# Document section
- - - - - - -
# NAB outage



## Jack Malarkey (Jan 11, 2016)

https://www.google.com.au/amp/s/amp...acing-widespread-outages-20180526-p4zhnn.html

There's currently a national outage of NAB systems, meaning that those trying to pay for fuel or other goods using an NAB debit or credit card are unable to finalise the transaction.

If you depend on an NAB card, the best thing to do is to withdraw cash sufficient for your fuel and other purchases from a non-NAB ATM.


----------



## UberDriverAU (Nov 4, 2015)

Jack Malarkey said:


> If you depend on an NAB card, the best thing to do is to withdraw cash sufficient for your fuel and other purchases from a non-NAB ATM.


Nowadays I carry $100 as a backup just in case electronic payments aren't possible for some reason. One time at the supermarket I could see that there was money in my account, but payment wouldn't go through and ATMs (even those operated by my bank) wouldn't let me take cash out. That was annoying enough to warrant carrying around a small amount of cash which slips nicely into my phone wallet case and takes up zero extra space.
- - - - - - -
# Objectives
1. Write out the passage of the NAB outage thread that starts at the words "## UberDriverAU (Nov" and ends after "zero extra space.".
2. List every failure of a payment or cash withdrawal that the NAB outage thread describes.
3. In the NAB outage thread, how much cash does UberDriverAU now carry as a backup?
- - - - - - -
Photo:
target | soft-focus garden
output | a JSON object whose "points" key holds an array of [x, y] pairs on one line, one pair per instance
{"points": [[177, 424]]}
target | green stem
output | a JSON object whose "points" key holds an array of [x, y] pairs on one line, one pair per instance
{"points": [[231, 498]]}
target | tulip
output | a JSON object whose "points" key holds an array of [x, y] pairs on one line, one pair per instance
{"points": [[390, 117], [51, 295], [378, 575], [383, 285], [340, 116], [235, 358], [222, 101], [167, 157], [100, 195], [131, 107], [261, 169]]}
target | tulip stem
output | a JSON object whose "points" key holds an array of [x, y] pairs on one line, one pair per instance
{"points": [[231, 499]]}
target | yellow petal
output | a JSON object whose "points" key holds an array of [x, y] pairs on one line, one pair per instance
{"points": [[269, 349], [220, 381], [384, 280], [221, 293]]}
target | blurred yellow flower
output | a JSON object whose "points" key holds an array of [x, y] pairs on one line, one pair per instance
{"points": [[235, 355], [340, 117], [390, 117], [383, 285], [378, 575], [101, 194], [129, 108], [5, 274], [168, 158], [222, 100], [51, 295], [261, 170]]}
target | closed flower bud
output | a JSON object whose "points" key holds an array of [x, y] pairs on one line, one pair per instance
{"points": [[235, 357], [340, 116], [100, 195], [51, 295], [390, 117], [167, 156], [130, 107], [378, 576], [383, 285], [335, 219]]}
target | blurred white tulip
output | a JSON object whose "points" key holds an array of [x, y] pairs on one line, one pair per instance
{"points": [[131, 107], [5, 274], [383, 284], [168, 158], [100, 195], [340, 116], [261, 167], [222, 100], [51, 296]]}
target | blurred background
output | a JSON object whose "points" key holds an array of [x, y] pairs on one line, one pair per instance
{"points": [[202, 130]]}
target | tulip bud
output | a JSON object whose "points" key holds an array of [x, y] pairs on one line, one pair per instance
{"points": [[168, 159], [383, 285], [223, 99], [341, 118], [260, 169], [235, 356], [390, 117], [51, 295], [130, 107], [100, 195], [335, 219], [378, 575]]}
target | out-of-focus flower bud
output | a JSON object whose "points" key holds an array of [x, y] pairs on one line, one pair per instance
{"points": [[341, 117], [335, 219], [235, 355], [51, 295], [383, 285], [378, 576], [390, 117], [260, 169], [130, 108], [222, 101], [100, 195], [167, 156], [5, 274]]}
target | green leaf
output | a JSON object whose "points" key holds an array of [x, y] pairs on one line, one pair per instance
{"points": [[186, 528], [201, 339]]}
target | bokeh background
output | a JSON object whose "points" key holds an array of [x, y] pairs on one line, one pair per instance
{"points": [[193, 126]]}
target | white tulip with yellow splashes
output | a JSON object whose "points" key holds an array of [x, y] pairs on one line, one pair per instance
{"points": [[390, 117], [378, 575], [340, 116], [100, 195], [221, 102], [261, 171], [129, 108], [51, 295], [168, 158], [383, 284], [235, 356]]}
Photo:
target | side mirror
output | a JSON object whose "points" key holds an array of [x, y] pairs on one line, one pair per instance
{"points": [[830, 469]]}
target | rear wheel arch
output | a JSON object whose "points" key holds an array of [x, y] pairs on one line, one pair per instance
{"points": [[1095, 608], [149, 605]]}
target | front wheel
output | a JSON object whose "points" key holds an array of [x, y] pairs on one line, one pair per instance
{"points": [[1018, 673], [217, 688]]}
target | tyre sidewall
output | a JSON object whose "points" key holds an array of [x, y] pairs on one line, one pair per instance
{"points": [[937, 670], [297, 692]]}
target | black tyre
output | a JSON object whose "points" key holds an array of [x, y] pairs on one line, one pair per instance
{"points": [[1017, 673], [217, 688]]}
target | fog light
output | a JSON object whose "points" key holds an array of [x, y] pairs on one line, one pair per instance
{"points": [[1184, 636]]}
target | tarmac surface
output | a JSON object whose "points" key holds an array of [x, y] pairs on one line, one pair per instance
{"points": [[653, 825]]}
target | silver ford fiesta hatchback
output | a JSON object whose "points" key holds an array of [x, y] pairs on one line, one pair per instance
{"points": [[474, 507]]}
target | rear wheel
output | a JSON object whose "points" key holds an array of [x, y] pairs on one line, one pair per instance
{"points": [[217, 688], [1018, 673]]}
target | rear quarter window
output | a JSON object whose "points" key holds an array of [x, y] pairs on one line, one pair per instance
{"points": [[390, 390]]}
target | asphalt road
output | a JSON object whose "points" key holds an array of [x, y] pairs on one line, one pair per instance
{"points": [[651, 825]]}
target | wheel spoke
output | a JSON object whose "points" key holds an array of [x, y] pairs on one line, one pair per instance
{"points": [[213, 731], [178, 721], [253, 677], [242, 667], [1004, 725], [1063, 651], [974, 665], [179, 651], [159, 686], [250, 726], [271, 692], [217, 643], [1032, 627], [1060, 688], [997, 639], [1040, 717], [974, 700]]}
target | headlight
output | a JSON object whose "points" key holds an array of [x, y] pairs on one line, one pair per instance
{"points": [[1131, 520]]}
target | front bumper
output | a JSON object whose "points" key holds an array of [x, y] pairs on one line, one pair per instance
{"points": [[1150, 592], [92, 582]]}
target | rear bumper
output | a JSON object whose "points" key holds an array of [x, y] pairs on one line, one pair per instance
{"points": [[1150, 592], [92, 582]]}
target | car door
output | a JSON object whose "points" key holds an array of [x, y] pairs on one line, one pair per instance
- - - - - - -
# Solutions to the problems
1.
## UberDriverAU (Nov 4, 2015)

Jack Malarkey said:


> If you depend on an NAB card, the best thing to do is to withdraw cash sufficient for your fuel and other purchases from a non-NAB ATM.


Nowadays I carry $100 as a backup just in case electronic payments aren't possible for some reason. One time at the supermarket I could see that there was money in my account, but payment wouldn't go through and ATMs (even those operated by my bank) wouldn't let me take cash out. That was annoying enough to warrant carrying around a small amount of cash which slips nicely into my phone wallet case and takes up zero extra space.

2.
- People paying for fuel or other goods with an NAB debit or credit card could not finalise the transaction.
- At the supermarket, a payment would not go through even though there was money in the account.
- ATMs, even those operated by the poster's own bank, would not allow cash to be taken out.

3. $100